* **PROVIDED TEXT**

■ ■ ■ ■ ■

More Radio Mid-Sussex, formerly Bright FM, is an Independent Local Radio station serving Burgess Hill, Haywards Heath, Lewes and surrounding areas. It is owned and operated by Total Sense Media and broadcasts from studios in Worthing, as part of a network of stations across Sussex.

Recent history
In 2005, Bright FM launched a second transmitter on 106.8 FM, extending its service to Lewes.

In April 2008, the station became part of Media Sound Holdings, following a merger with neighbouring radio station Worthing-based Splash FM. In June 2009, Media Sound Holdings added Arrow FM in Hastings and Sovereign FM in Eastbourne to their group from TLRC.

In November 2010, Ofcom approved a request to share programming across all four stations, stating the changes would not substantially alter the character of the service.

■ ■ ■ ■ ■

* **DATASET EXTRACT**
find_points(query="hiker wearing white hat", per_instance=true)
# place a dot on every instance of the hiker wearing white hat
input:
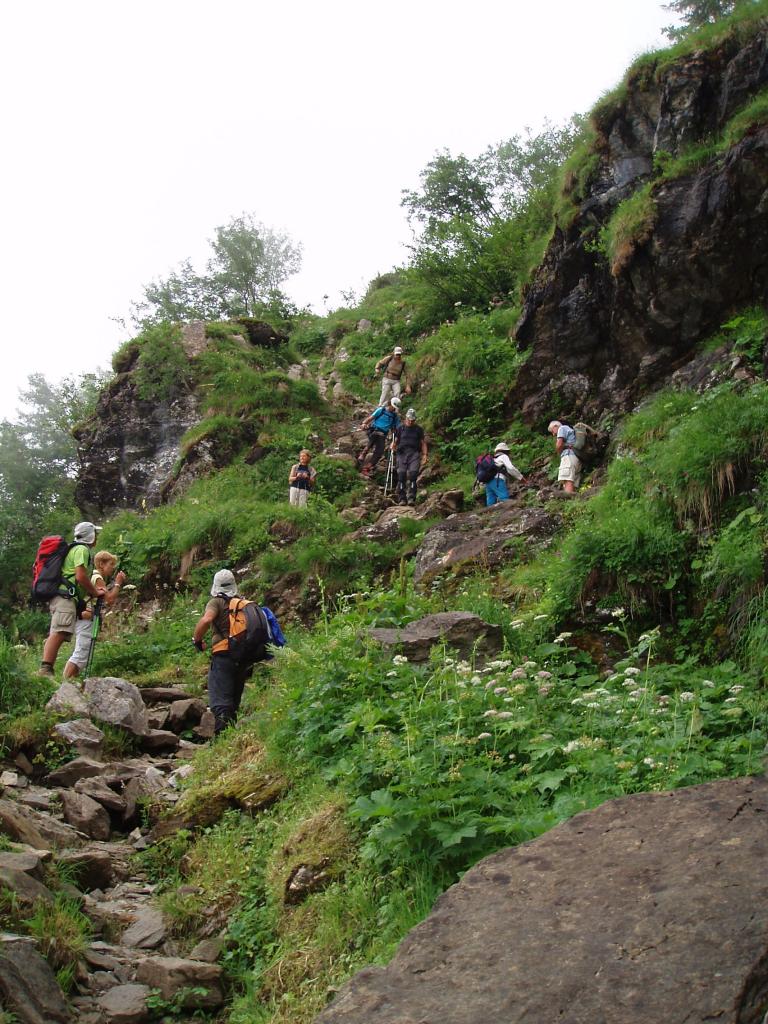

■ ■ ■ ■ ■

* **WHAT TO DO**
(a) Check each statement against the text on More Radio Mid-Sussex and answer yes or no, quoting the words of the text that decide it: (i) The second transmitter was launched in 2005. (ii) The station broadcasts from studios in Lewes. (iii) Ofcom turned down the request to share programming.
(b) Duplicate everything in the text on More Radio Mid-Sussex from "In April 2008, the" down to "of the service.".

* **EXPECTED ANSWERS**
(a)
(i) Yes: "In 2005, Bright FM launched a second transmitter on 106.8 FM"
(ii) No: "broadcasts from studios in Worthing"
(iii) No: "Ofcom approved a request to share programming across all four stations"

(b)
In April 2008, the station became part of Media Sound Holdings, following a merger with neighbouring radio station Worthing-based Splash FM. In June 2009, Media Sound Holdings added Arrow FM in Hastings and Sovereign FM in Eastbourne to their group from TLRC.

In November 2010, Ofcom approved a request to share programming across all four stations, stating the changes would not substantially alter the character of the service.